PROBLEM DETAILS
Reproduce the items below word for word, every line unchanged, leaving out the pictures.
>> BEGIN
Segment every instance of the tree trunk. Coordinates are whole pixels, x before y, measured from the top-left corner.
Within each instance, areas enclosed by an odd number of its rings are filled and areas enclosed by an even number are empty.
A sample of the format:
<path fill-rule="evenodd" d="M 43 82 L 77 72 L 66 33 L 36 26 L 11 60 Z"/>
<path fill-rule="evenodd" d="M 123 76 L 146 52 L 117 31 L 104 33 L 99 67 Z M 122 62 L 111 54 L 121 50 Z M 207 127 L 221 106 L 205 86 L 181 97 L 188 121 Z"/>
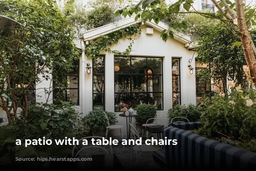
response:
<path fill-rule="evenodd" d="M 252 77 L 253 84 L 256 87 L 256 48 L 248 30 L 242 0 L 236 0 L 236 8 L 242 46 Z"/>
>> END
THE OUTPUT
Segment every instance of the tree trunk. Coordinates are whole pixels, x before y, measured from the top-left corner.
Within each instance, areas enclosed by an odd number of its rings are filled and areas enclosed by an even number are empty.
A sample of the format:
<path fill-rule="evenodd" d="M 43 82 L 77 72 L 66 33 L 36 26 L 11 60 Z"/>
<path fill-rule="evenodd" d="M 123 76 L 146 52 L 117 31 L 104 33 L 99 67 Z M 122 62 L 111 54 L 121 50 Z M 207 127 L 221 106 L 205 86 L 181 97 L 188 121 Z"/>
response:
<path fill-rule="evenodd" d="M 252 77 L 253 84 L 256 87 L 256 48 L 248 30 L 242 0 L 236 0 L 236 8 L 242 46 Z"/>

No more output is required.